Arbeitsauftrag
Setze den unten stehenden Text zur Tiefenbegrenzung im Erschließungsbeitragsrecht fort, und zwar im Anschluss an seinen letzten Satz.

Gezeigter Textauszug
┄┄┄┄┄┄┄┄┄┄

Anwendbarkeit der Tiefenbegrenzung: Erneute obergerichtliche Entscheidung

Die Entscheidung des BayVGH ist für die gemeindliche Praxis von besonderer Bedeutung, weil sie mit der Übernahme der bundesverwaltungsgerichtlichen Rechtsprechung zur Problematik der Tiefenbegrenzung zumindest für den bayerischen Anwendungsbereich Rechtsklarheit schafft.

Der Grundsatz:

Gemäß § 131 Abs. 1 Satz 1 BauGB ist der beitragsfähige Erschließungsaufwand auf die erschlossenen Grundstücke zu verteilen. Zur Bemessung des Beitrags ist hinsichtlich der einzubeziehenden Grundstücksfläche der grundbuchrechtliche Grundstücksbegriff anzuwenden. Nur ausnahmsweise wird von diesem Grundsatz abgewichen, nämlich dann, wenn sich die Erschließungswirkung der Straße erkennbar nur auf eine Teilfläche des Grundstücks erstreckt. Das ist Stand der Rechtsprechung des Bundesverwaltungsgerichts und der Oberverwaltungsgerichte.

┄┄┄┄┄┄┄┄┄┄

Material
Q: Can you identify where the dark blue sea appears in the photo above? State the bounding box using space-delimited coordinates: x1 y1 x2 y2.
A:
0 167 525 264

┄┄┄┄┄┄┄┄┄┄

Ergebnis zur Aufgabe
Sowohl bei beplanten als auch bei unbeplanten Grundstücken kann dieser Ausnahmefall vorliegen. Für unbeplante Grundstücke sehen die meisten Erschließungsbeitragssatzungen eine sog. Tiefenbegrenzung vor, die in den Mustersatzungen häufig mit 50 m bemessen werden. Die Anwendung einer solchen Tiefenbegrenzungsregelung führt dazu, dass sog. übertiefe Grundstücke – von Ausnahmefällen abgesehen – nur bis zu einer Grundstückstiefe von 50 m in die Verteilung des beitragsfähigen Erschließungsaufwands einzubeziehen sind.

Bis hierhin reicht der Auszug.